/*
* a boost/ step-up or buck/ step-down converter controler algorithm
* 
* principle is shown in https://www.we-online.com/en/components/applicationguide/boost_converter
*
* arduino used to provide a PWM signal to control the switch (FET) and to read 
* the output voltage serving as a feedback signal. feedback signal is compared with desired setpoint.
* a deviation in output value and setpoint leads to a correction of the PWM => closed loop control.
* for the time being, setpoint will be a fixed value - could be substituted by a potentiometer
*
* as the HW simulator does not provide the ability to build up a complete HW loop, the following
* simplification is applied:
* - the feedback value is provided by pot1 - this pot is not to be confused with a possible pot for providing setpoint value
* - a closed loop is not realised => open loop simulation only
* - a FET is not shown, the control signal is fed into a "resistor".
*
* The logic analyser allows to record the PWM signal - be aware, that one million samples are taken at max
* therefore, play around with the pot within some 10 seconds to observe, how the PWM is interrupted
* once the setpoint is "virtually" exceeded by the feedback signal (simulated by the pot1!)

What is asked ->
1. According to the converter controller comment, what supplies the feedback value in the simulation?
2. Does each statement agree with the converter controller comment? Answer yes or no for each, and quote the words that decide it. (a) The setpoint is currently a fixed value. (b) The simulation runs as a closed loop. (c) The logic analyser takes at most one million samples.

Data excerpts ->
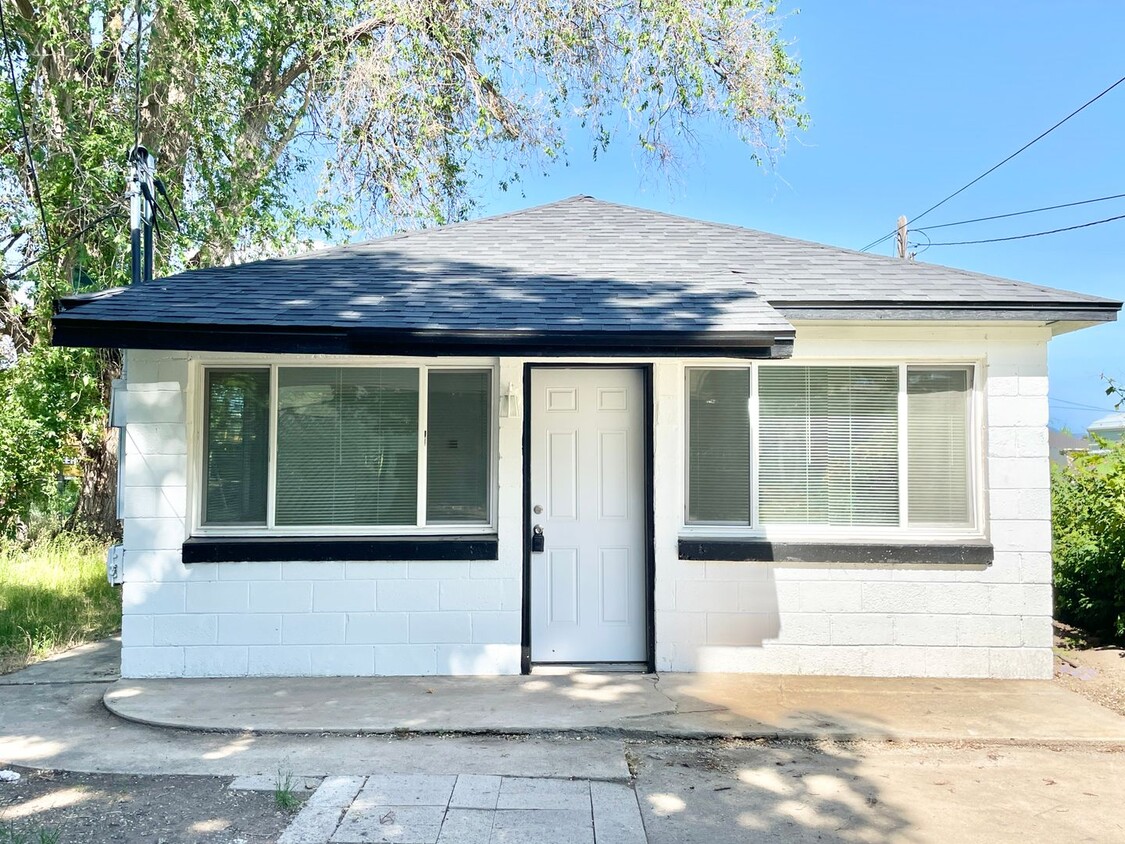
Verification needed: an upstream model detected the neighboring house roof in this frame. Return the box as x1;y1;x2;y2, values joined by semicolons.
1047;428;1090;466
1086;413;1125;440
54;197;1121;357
---
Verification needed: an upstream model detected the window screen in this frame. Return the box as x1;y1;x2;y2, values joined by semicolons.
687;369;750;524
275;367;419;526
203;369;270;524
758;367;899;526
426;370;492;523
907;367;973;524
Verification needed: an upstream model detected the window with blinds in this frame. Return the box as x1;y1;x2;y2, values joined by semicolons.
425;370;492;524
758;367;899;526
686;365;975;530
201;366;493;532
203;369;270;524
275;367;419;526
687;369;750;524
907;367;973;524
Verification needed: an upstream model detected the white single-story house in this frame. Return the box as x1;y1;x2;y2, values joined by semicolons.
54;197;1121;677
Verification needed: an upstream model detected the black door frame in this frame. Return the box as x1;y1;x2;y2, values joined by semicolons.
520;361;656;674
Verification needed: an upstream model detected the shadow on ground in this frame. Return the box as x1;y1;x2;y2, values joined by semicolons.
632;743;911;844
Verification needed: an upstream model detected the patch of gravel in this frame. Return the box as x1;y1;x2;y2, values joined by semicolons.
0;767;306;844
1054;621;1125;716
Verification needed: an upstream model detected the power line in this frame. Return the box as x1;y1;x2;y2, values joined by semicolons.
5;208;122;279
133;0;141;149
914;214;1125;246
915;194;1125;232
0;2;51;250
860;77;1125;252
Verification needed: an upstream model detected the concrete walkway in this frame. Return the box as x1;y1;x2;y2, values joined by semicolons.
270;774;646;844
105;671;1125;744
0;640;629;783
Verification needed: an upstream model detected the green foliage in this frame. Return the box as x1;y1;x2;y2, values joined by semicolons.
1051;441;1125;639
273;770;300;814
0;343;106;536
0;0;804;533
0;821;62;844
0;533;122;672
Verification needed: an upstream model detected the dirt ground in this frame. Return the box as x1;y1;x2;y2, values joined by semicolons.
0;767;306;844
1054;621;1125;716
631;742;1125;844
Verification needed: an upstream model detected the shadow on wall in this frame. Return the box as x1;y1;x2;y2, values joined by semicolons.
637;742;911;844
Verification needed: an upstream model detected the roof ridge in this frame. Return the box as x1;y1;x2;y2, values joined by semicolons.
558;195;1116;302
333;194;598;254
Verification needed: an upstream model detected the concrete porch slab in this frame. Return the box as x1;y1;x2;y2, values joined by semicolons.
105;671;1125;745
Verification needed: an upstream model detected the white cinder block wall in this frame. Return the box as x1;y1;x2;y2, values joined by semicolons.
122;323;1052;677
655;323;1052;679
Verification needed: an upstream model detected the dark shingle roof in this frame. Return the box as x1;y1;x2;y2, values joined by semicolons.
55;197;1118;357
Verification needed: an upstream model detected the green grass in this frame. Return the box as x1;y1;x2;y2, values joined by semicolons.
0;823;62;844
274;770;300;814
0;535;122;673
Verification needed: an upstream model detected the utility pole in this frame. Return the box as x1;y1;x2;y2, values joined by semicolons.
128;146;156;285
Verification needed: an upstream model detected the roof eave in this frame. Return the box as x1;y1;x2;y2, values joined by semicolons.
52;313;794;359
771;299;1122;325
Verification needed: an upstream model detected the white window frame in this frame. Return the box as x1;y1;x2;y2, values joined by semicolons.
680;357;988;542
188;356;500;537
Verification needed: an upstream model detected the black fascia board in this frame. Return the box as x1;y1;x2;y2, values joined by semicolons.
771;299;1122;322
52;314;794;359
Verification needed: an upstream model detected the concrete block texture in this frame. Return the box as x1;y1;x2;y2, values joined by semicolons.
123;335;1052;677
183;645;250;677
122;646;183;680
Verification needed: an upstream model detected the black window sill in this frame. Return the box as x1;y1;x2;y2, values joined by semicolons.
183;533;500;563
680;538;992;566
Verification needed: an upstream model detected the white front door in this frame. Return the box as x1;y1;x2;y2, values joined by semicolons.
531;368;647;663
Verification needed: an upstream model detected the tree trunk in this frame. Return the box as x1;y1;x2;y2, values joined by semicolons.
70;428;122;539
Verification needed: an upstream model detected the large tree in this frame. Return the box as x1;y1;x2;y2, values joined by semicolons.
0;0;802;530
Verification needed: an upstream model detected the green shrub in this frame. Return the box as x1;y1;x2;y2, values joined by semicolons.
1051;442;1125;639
==
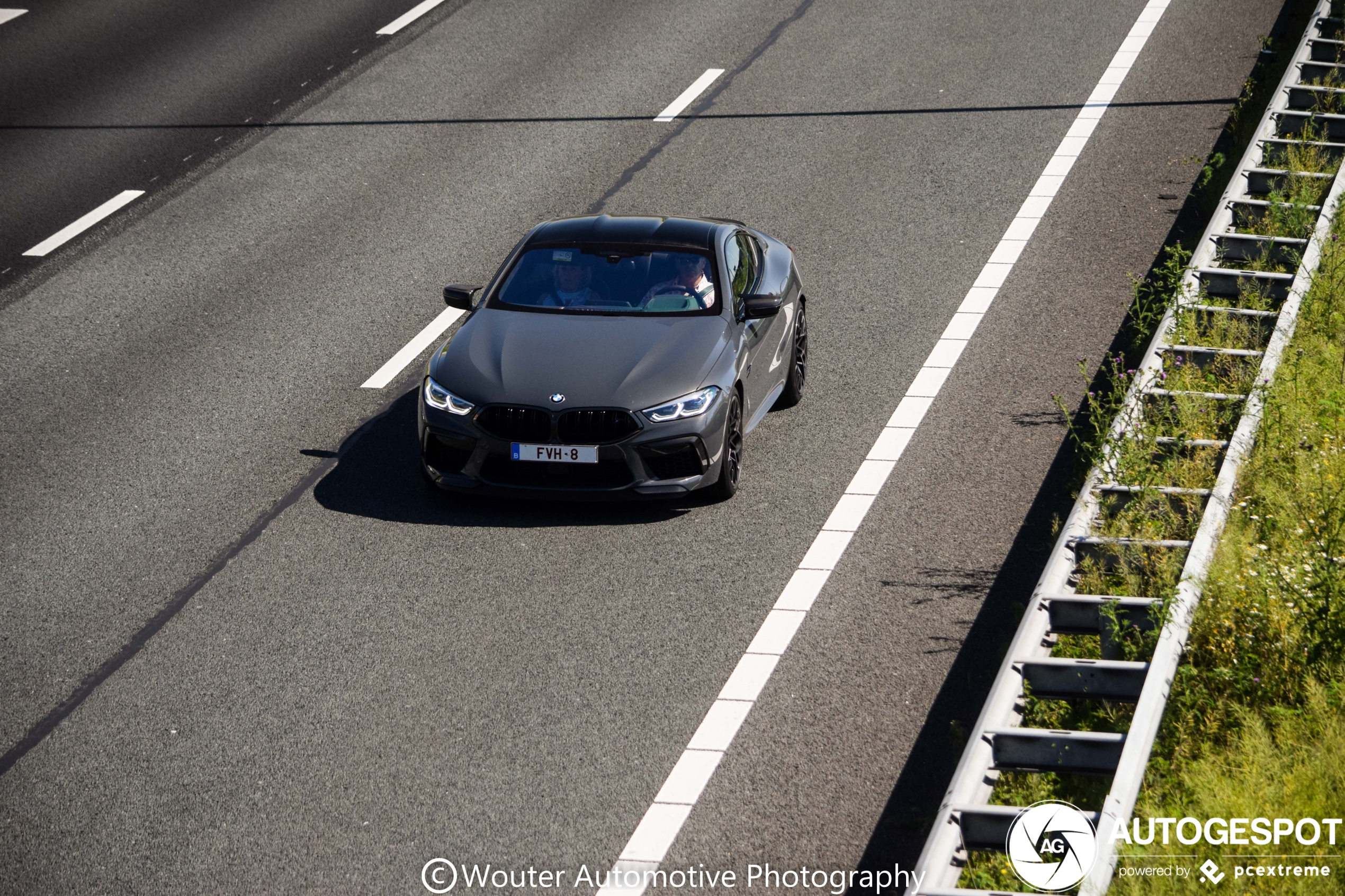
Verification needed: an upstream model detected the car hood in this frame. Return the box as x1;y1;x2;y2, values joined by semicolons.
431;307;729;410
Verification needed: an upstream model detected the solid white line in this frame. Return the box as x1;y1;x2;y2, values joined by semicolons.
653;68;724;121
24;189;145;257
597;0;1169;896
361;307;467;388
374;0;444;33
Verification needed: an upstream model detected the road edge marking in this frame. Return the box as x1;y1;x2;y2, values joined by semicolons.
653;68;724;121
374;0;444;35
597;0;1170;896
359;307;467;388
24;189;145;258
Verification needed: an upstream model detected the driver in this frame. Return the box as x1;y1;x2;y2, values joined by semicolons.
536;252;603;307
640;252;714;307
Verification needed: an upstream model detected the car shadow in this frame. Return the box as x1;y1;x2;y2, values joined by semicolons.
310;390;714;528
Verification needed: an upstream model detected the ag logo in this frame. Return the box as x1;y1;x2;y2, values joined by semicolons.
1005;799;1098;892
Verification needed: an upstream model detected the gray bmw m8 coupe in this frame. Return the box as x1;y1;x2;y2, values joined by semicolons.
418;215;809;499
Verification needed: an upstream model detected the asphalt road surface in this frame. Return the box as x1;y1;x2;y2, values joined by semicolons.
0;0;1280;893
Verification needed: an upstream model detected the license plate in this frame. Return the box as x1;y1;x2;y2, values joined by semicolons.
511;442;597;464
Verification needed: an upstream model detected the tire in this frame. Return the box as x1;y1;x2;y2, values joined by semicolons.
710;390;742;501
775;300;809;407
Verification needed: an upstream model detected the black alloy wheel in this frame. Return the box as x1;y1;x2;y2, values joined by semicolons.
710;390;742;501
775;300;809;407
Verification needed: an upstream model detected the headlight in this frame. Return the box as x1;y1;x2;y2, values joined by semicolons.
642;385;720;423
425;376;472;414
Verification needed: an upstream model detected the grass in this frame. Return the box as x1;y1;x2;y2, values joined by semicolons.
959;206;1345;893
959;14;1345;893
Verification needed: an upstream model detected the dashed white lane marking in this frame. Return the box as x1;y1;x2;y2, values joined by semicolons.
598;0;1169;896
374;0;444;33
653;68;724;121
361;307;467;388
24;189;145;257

Solutions to the exercise ->
1. pot1

2.
(a) Yes: "for the time being, setpoint will be a fixed value"
(b) No: "a closed loop is not realised => open loop simulation only"
(c) Yes: "one million samples are taken at max"